Each entry must be returned exactly. None may be omitted.

====== Materials provided ======

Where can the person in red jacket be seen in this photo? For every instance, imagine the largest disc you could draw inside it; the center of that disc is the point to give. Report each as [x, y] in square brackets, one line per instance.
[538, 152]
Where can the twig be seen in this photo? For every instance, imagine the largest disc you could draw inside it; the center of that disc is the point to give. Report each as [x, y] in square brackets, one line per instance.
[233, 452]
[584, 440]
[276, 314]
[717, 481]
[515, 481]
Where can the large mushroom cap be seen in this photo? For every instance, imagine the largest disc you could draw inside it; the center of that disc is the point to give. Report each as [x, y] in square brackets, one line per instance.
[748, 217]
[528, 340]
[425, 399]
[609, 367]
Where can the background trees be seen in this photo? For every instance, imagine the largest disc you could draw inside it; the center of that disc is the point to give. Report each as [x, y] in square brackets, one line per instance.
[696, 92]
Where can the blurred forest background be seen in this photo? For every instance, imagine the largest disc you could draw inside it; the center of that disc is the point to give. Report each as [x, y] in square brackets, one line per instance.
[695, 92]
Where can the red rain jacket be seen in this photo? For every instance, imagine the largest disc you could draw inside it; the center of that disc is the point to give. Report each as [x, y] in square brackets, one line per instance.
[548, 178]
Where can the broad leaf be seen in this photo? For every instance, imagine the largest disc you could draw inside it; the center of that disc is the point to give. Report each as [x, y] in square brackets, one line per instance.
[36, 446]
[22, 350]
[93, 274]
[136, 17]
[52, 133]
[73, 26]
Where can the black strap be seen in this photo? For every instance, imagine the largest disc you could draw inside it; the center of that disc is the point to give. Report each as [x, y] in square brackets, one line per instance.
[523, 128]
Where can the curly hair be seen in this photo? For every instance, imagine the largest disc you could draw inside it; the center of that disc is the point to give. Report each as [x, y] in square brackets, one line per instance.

======

**Answer below:**
Where can the person in red jacket be seen in this photo? For every instance, imagine the largest disc you could draw inside it; the center of that disc is the point to give. Report each as [x, y] in square brackets, one line per instance.
[538, 152]
Where can the twig be seen in this photo? For every instance, imagine the largest disc you could draw inside it; the center of that disc is the point to give. Report each as [x, y] in square brackets, one line per instance.
[233, 452]
[584, 440]
[276, 314]
[717, 481]
[515, 481]
Where can the large mushroom cap be seen in this photo? For every instance, imagine the largest disc you could draw inside it; the center of that disc is the point to give. Report each as [x, y] in square brackets, one line per instance.
[748, 217]
[528, 340]
[425, 399]
[609, 367]
Where can the background trees be seen in this photo? For every instance, imagine the largest disc you could draw inside it; the center of that disc is the point to give. Report each as [x, y] in square brackets, one line per instance.
[696, 92]
Where can the blurred forest background be seen in this photo? For every instance, imagine the largest disc you could draw inside it; the center of that disc is the point to give. Report each as [x, y] in square brackets, one line per instance.
[695, 92]
Where can the red rain jacket be seen in this photo? For every instance, imagine the largest disc you could draw inside it; the center of that disc is the point to give. Report each as [x, y] in square brackets, one line per instance.
[548, 178]
Where can the broad leaf be seen in this photo? For every instance, imagine the largest disc you could draw inside it; the center of that disc is the point to give. Report each as [x, y] in square brackets, one line per instance.
[36, 446]
[22, 350]
[93, 274]
[136, 17]
[52, 133]
[73, 26]
Where can the black strap be seen in this photo? For every instance, imagine the largest disc you could draw inside it; the center of that disc is the point to give. Report each as [x, y] in square brackets, one line per instance.
[523, 128]
Where can the curly hair be seen in this photo? For every instance, imagine the largest disc you could draw inside it; the center of that disc is the point to give. Report each as [x, y] in square brackets, one line per instance.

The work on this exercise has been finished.